Each line from the first entry to the line with "119, row 284", both included, is to be returned unchanged, with any pictures dropped.

━━━━━ Supplied records

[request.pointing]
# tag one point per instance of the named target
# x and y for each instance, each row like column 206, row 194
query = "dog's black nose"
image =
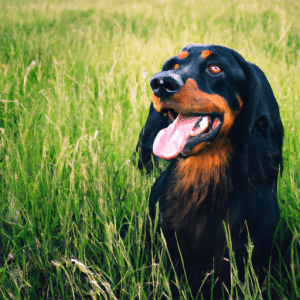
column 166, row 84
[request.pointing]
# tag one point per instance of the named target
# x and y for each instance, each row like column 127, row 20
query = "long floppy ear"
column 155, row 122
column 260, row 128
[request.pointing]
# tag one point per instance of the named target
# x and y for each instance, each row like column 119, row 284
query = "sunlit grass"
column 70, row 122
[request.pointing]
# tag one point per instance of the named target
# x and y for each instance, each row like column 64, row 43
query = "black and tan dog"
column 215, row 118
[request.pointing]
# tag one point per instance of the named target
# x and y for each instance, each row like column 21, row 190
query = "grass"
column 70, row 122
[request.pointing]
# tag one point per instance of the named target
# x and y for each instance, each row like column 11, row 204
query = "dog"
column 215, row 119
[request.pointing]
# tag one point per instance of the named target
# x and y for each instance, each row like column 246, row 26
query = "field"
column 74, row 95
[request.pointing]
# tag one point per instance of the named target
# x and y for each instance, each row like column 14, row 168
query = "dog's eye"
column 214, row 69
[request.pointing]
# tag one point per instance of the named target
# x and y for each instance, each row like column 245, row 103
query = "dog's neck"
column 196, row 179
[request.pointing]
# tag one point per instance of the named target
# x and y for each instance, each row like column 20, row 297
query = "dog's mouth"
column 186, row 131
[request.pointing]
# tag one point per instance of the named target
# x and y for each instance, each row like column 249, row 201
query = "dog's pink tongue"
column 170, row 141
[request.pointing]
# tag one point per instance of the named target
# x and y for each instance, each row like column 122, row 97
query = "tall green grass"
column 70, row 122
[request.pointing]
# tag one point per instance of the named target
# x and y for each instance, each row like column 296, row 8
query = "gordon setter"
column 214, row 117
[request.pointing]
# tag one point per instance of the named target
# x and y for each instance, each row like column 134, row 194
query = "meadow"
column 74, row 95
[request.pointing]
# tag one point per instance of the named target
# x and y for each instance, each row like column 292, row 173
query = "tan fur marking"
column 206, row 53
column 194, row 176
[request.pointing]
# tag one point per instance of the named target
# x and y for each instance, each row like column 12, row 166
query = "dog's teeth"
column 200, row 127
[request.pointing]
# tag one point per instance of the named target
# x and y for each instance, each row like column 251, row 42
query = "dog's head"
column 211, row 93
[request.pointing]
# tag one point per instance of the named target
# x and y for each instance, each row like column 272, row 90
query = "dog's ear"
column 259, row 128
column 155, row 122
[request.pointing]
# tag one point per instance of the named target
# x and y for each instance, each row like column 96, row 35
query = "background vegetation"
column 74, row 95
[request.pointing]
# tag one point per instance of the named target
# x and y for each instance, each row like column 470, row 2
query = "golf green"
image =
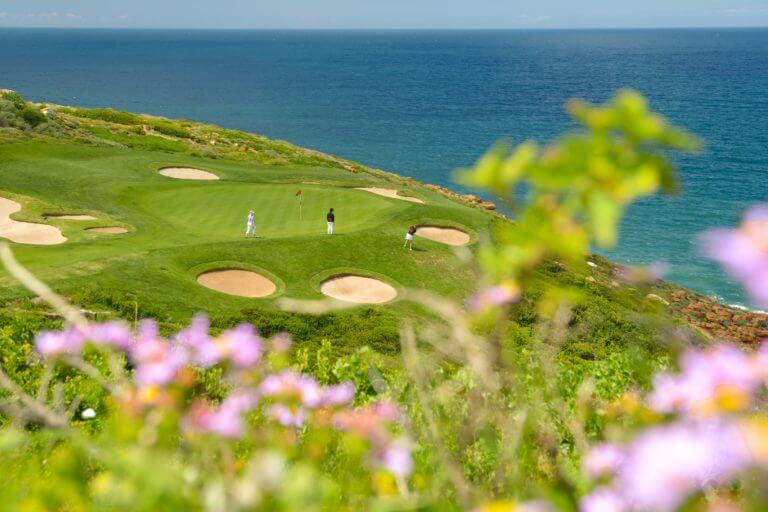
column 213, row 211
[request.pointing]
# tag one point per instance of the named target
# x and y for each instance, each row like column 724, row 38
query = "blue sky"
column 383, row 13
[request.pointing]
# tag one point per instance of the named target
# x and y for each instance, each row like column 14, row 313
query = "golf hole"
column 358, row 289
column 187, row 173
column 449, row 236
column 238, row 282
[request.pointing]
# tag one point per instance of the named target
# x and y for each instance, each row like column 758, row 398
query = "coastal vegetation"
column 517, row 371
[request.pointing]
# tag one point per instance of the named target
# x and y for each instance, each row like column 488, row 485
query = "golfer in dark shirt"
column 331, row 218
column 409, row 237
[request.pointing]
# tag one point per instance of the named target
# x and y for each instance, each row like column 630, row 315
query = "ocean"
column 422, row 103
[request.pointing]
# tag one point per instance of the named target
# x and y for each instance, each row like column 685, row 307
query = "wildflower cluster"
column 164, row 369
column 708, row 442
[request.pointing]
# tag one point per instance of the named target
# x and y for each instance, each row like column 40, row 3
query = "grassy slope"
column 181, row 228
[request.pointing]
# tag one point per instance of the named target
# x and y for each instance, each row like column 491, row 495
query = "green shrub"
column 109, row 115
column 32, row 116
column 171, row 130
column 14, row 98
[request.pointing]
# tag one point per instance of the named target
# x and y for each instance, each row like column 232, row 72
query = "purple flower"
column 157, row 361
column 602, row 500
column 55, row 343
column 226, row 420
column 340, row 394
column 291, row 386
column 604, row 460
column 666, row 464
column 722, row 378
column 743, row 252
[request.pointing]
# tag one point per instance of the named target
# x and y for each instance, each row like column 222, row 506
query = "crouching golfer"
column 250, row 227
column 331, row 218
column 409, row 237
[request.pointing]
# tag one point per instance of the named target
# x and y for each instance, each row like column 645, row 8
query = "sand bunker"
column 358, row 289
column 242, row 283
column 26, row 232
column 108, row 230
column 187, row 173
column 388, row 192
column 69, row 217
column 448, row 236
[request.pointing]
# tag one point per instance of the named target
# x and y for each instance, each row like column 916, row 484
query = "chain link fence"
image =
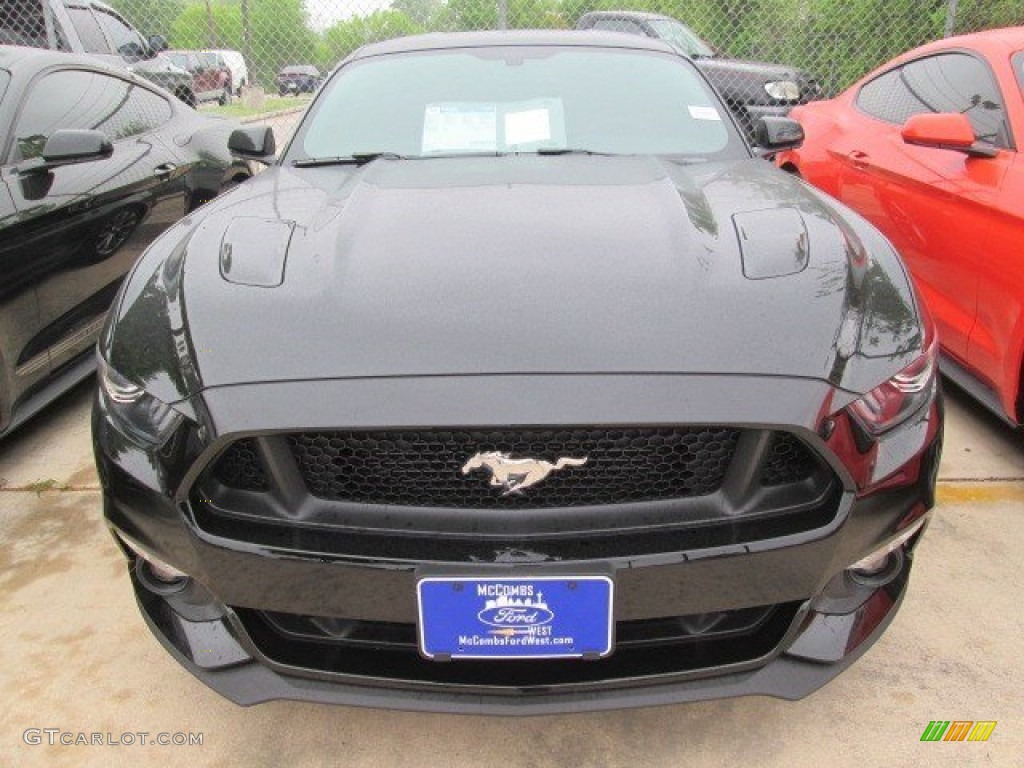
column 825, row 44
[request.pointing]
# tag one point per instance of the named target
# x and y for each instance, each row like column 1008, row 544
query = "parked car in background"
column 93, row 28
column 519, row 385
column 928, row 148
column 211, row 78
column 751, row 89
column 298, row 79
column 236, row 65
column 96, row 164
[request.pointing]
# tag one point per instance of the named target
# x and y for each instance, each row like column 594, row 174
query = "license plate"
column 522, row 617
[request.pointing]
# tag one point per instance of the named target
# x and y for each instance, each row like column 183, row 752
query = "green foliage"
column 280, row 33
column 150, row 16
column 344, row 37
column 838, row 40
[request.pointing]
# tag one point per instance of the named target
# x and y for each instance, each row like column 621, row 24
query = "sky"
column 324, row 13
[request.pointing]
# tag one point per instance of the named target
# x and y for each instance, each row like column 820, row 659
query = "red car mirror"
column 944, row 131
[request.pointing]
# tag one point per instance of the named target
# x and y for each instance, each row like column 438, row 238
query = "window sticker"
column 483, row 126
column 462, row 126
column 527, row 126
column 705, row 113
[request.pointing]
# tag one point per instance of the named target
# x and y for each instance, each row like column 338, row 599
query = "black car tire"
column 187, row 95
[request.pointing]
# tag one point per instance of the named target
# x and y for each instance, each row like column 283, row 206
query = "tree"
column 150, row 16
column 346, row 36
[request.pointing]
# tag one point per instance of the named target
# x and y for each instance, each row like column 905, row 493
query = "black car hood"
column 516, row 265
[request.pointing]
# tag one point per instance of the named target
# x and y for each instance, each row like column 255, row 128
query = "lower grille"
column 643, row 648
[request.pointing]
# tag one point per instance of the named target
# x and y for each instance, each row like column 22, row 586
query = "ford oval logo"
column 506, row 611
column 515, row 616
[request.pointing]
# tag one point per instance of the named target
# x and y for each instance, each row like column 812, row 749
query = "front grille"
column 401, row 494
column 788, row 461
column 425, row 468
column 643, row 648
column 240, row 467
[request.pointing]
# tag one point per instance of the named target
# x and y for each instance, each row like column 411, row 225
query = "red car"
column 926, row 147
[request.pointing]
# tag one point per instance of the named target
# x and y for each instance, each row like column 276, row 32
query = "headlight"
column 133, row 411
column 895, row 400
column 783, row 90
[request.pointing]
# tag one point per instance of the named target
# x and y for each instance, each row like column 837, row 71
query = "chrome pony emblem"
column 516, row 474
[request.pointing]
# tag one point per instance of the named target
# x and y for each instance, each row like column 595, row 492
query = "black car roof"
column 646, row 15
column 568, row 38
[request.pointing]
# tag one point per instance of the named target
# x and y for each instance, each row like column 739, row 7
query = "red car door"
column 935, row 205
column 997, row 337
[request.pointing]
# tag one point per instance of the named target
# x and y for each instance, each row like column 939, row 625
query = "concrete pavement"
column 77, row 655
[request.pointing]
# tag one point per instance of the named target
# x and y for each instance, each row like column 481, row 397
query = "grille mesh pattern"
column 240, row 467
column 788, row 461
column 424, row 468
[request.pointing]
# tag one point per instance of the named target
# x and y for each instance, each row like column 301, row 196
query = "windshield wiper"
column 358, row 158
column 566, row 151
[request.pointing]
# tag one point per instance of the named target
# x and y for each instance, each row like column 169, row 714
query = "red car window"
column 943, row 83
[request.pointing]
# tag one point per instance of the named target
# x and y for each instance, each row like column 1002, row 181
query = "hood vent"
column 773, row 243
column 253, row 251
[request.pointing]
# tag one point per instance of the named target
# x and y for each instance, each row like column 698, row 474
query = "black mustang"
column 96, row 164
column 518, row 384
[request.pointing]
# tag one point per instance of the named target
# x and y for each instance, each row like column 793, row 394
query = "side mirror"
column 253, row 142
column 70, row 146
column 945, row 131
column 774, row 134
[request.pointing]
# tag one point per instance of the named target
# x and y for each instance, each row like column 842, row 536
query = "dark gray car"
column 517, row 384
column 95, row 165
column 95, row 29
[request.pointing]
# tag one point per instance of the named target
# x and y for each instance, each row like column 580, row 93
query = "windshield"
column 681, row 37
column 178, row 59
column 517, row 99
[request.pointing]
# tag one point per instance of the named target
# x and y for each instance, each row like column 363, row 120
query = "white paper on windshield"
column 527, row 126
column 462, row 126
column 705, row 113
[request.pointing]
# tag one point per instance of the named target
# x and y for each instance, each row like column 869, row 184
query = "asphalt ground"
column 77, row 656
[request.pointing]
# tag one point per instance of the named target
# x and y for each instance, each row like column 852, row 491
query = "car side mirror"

━━━━━━━━━━

**Task response**
[request.pointing]
# tag one point per instance of the named target
# x and y for each instance, each row like column 206, row 194
query = "dog's black nose"
image =
column 166, row 84
[request.pointing]
# tag one point per instance of the named target
# x and y for each instance, each row like column 127, row 20
query = "long floppy ear"
column 155, row 122
column 260, row 128
[request.pointing]
# tag one point per instance of the named target
# x and y for each instance, each row like column 119, row 284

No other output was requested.